- To do
Drop every picture, then transcribe the remaining data exactly.

- Records for this task
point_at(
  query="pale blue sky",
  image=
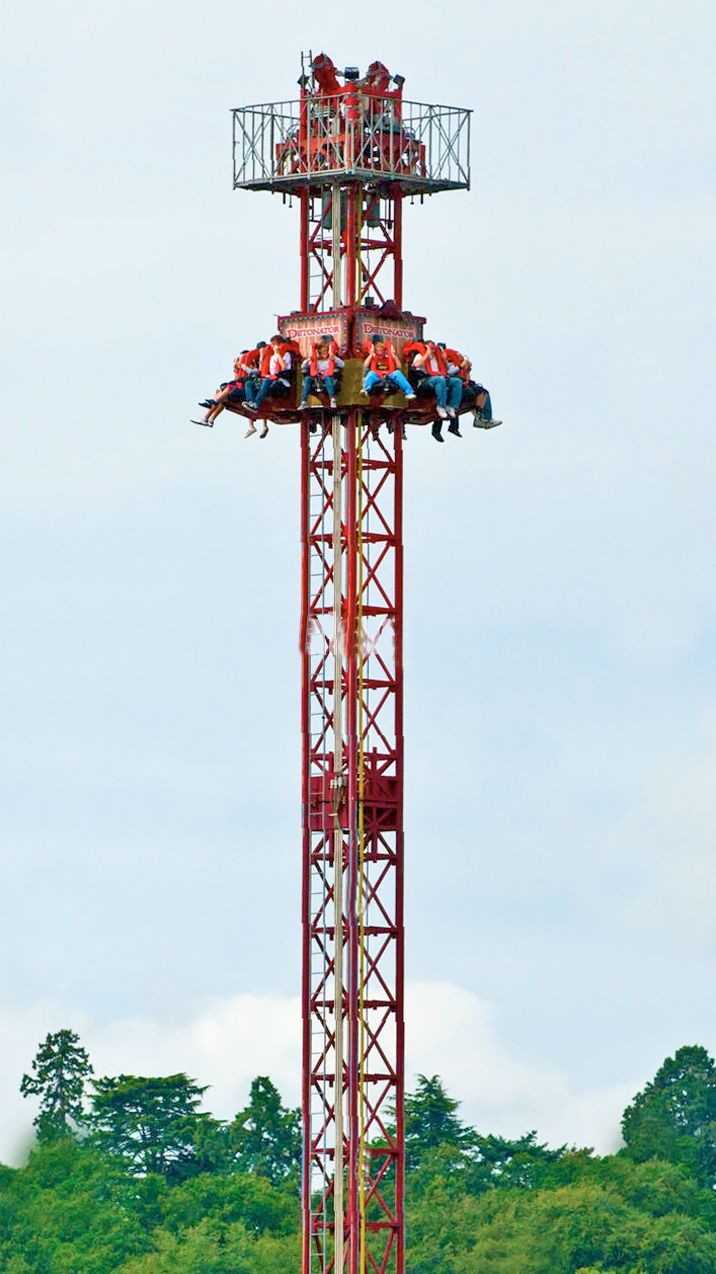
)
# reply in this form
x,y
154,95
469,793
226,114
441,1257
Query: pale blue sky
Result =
x,y
561,702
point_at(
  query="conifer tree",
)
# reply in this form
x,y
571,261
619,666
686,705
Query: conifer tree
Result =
x,y
59,1072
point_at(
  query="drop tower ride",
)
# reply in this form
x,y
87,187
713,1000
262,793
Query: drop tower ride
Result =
x,y
350,150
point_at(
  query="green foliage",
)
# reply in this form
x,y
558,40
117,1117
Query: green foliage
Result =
x,y
154,1126
66,1210
674,1117
431,1121
59,1073
265,1135
161,1188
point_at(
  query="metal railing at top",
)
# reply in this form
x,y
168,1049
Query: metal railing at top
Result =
x,y
286,145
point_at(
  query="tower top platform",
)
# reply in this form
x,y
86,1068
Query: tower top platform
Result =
x,y
358,133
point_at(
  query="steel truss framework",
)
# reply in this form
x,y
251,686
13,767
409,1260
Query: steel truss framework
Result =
x,y
350,246
353,1033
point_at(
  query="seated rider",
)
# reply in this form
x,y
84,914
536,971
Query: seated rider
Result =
x,y
320,372
274,368
382,368
477,396
447,390
229,391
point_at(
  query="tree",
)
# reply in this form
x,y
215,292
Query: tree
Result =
x,y
59,1073
431,1121
266,1135
154,1125
674,1117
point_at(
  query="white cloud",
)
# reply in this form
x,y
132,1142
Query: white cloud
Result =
x,y
450,1032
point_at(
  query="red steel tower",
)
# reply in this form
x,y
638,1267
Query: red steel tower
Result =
x,y
349,150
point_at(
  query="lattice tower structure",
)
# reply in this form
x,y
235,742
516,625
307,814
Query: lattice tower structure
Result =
x,y
350,154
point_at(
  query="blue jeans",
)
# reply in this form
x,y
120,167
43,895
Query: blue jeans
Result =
x,y
268,385
486,412
454,391
373,379
312,384
438,386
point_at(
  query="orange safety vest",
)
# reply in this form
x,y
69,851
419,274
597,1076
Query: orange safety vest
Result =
x,y
438,357
387,359
454,356
314,367
268,352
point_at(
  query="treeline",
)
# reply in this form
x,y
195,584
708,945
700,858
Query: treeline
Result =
x,y
129,1176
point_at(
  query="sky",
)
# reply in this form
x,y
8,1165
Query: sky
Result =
x,y
559,571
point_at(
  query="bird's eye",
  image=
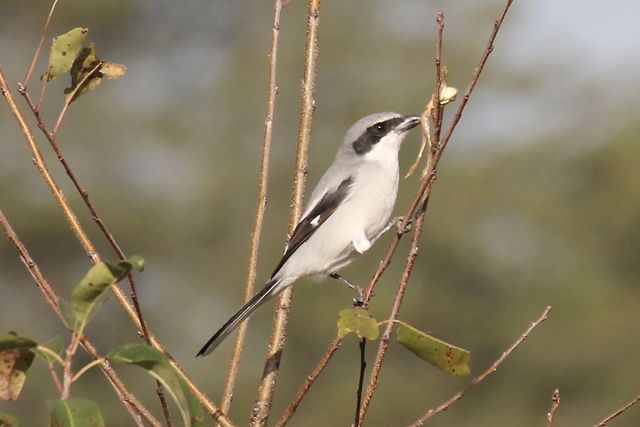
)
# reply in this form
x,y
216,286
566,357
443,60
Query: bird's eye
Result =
x,y
380,127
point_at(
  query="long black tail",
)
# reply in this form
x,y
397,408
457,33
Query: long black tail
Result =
x,y
246,310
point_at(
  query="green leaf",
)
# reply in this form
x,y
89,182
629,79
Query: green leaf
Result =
x,y
158,367
85,298
74,413
449,358
84,65
64,50
56,345
15,359
8,420
357,320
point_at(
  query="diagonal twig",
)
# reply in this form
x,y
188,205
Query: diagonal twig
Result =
x,y
131,403
421,195
555,404
232,374
363,365
264,400
490,370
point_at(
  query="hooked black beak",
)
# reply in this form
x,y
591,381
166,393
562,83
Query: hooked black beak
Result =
x,y
409,122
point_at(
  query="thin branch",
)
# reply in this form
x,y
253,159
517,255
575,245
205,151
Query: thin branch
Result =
x,y
555,404
363,365
51,137
131,403
70,97
89,248
421,195
384,341
619,411
232,374
492,369
40,43
432,162
40,163
271,371
476,75
51,353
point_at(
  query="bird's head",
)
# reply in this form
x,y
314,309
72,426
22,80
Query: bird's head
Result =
x,y
378,136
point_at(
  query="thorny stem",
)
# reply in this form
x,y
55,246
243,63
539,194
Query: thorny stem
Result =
x,y
432,162
131,403
555,404
384,341
89,248
619,411
271,371
70,97
232,374
51,137
490,370
40,43
304,388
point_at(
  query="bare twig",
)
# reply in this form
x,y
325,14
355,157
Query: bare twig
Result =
x,y
618,411
51,137
421,196
40,43
363,365
492,369
232,374
304,388
89,248
555,404
263,402
70,97
131,403
432,162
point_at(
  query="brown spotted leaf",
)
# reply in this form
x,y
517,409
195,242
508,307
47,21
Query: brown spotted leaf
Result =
x,y
449,358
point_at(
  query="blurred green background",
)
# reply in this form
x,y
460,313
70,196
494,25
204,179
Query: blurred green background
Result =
x,y
537,201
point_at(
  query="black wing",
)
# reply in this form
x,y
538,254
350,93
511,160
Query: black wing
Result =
x,y
325,207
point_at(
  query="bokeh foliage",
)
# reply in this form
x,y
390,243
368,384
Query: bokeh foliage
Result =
x,y
537,203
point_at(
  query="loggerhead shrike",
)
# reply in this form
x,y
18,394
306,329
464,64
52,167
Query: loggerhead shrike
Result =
x,y
347,212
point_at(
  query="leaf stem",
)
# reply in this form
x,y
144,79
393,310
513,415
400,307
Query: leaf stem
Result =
x,y
271,371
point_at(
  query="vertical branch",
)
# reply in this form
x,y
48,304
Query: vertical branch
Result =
x,y
232,374
555,404
40,43
89,248
276,344
619,411
363,366
488,372
311,378
384,341
131,403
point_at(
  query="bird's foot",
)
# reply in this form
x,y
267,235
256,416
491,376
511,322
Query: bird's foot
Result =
x,y
400,229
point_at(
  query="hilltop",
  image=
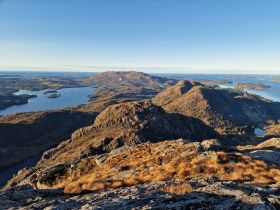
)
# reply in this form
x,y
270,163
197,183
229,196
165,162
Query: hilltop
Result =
x,y
228,111
171,147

- Answer for the task
point_at(
  query="pale blue sky",
  image=
)
# reply in this form
x,y
154,95
469,793
226,114
441,1257
Query: pale blue sky
Result =
x,y
561,702
point_at(
  query="conifer tree",
)
# reply in this form
x,y
571,261
619,666
686,705
Query: conifer tree
Result =
x,y
59,1072
point_at(
  query="drop tower ride",
)
# reply in this form
x,y
87,187
713,1000
262,793
Query: drop tower ride
Result =
x,y
350,150
point_at(
  query="green foliage",
)
# reply in this form
x,y
558,40
117,1117
Query: green foliage
Result =
x,y
154,1126
66,1210
674,1117
431,1121
59,1073
265,1135
161,1188
point_at(
  query="metal railing at top",
)
# reply in this form
x,y
168,1049
Query: metal railing at top
Result =
x,y
286,145
point_at(
  query="tower top platform",
)
# reply in this form
x,y
86,1068
Query: tower top platform
Result =
x,y
358,133
point_at(
  query="steel truss framework",
)
# reply in this form
x,y
251,686
13,767
409,1260
Query: steel truss framework
Result =
x,y
350,246
353,1033
point_at(
  query="seated rider",
)
# reply in this form
x,y
84,914
536,971
Query: seated rider
Result =
x,y
320,372
274,368
382,368
477,396
447,390
229,391
point_at(
  query="tree",
)
# reply in this form
x,y
215,292
Query: tree
Result =
x,y
59,1073
431,1121
266,1135
154,1125
674,1117
point_at(
  query="white cloud",
)
# reply in this form
x,y
132,1142
Query: white cloud
Result =
x,y
450,1032
point_at(
  query="red steel tower",
)
# reply in this form
x,y
638,1267
Query: red steel tower
Result =
x,y
349,150
point_at(
  query="lattice tower structure",
)
# reply in this form
x,y
235,742
516,625
307,814
Query: lattice tower structure
Result =
x,y
350,154
point_at(
  query="blue jeans",
)
# reply in this form
x,y
120,167
43,895
Query: blue jeans
Result =
x,y
268,385
486,412
454,391
373,379
312,384
438,386
point_at(
  query="orange safety vest",
)
# reply in this form
x,y
69,851
419,274
597,1076
Query: orange safety vest
Result =
x,y
438,357
387,359
454,356
314,367
268,352
point_at(
  query="treeline",
)
# reply in this form
x,y
195,584
708,945
700,858
Query: treeline
Result =
x,y
129,1176
point_at(
  query="sky",
)
# reply in this form
x,y
8,1165
Query: sky
Result =
x,y
559,571
point_at(
  query="bird's eye",
  image=
)
# reply in this form
x,y
216,286
566,357
443,60
Query: bird's eye
Result =
x,y
380,127
point_at(
  query="long black tail",
)
# reply in this form
x,y
397,408
457,33
Query: long black tail
Result =
x,y
246,310
point_at(
  query="green leaf",
)
# reply in this form
x,y
89,182
629,79
Query: green leaf
Result =
x,y
158,367
85,298
74,413
449,358
84,65
64,50
56,345
15,359
8,420
357,320
point_at(
  query="diagonal twig",
)
# reply in this form
x,y
188,205
Query: diagonal twig
Result =
x,y
131,403
421,195
555,404
232,374
363,365
264,400
490,370
point_at(
  query="hooked black beak",
)
# reply in this form
x,y
591,381
166,393
562,83
Query: hooked black beak
Result =
x,y
409,122
point_at(
  query="thin branch",
)
# reply in this form
x,y
253,159
517,255
575,245
205,151
Query: thin branch
Result =
x,y
555,404
363,365
51,137
131,403
70,97
89,248
421,195
384,341
619,411
232,374
492,369
40,43
432,162
40,163
271,371
476,75
51,353
point_at(
  query="bird's head",
)
# reply in this form
x,y
314,309
72,426
22,80
Query: bird's head
Result =
x,y
378,136
point_at(
  query="thorny stem",
)
# reply in this form
x,y
55,246
243,63
539,194
Query: thorny stem
Result =
x,y
432,162
131,403
555,404
384,341
89,248
619,411
271,371
70,97
232,374
51,137
490,370
40,43
304,388
point_at(
  query="bare twig",
)
# reply in this form
x,y
325,14
355,157
Query: bare twig
Result =
x,y
618,411
51,137
421,196
40,43
363,365
492,369
232,374
304,388
89,248
555,404
263,402
70,97
131,403
432,162
point_at(
  query="brown spotted leaf",
)
# reply in this form
x,y
517,409
195,242
508,307
47,21
Query: brown spotted leaf
Result =
x,y
449,358
point_at(
  query="blurred green background",
)
# reply in this form
x,y
460,313
70,196
494,25
204,179
Query: blurred green background
Result =
x,y
537,201
point_at(
  query="black wing",
)
# reply in this form
x,y
538,254
350,93
511,160
Query: black wing
Result =
x,y
325,207
point_at(
  query="bokeh foliage",
)
# reply in this form
x,y
390,243
368,384
Query: bokeh foliage
Result =
x,y
537,203
point_at(
  query="loggerhead shrike",
)
# reply in this form
x,y
18,394
306,329
464,64
52,167
Query: loggerhead shrike
Result =
x,y
347,212
point_at(
  query="leaf stem",
)
# reply in this form
x,y
144,79
393,310
513,415
400,307
Query: leaf stem
Result =
x,y
271,371
point_at(
  query="vertical branch",
)
# reply in this form
x,y
48,304
Query: vertical branch
Result =
x,y
232,374
555,404
40,43
89,248
276,344
619,411
363,366
488,372
311,378
384,341
131,403
point_at(
  query="bird's foot",
)
# reply in this form
x,y
267,235
256,416
491,376
511,322
Query: bird's foot
Result =
x,y
400,229
point_at(
  query="hilltop",
  image=
)
# reply in this form
x,y
270,163
197,183
229,196
165,162
Query: hilltop
Result =
x,y
228,111
171,147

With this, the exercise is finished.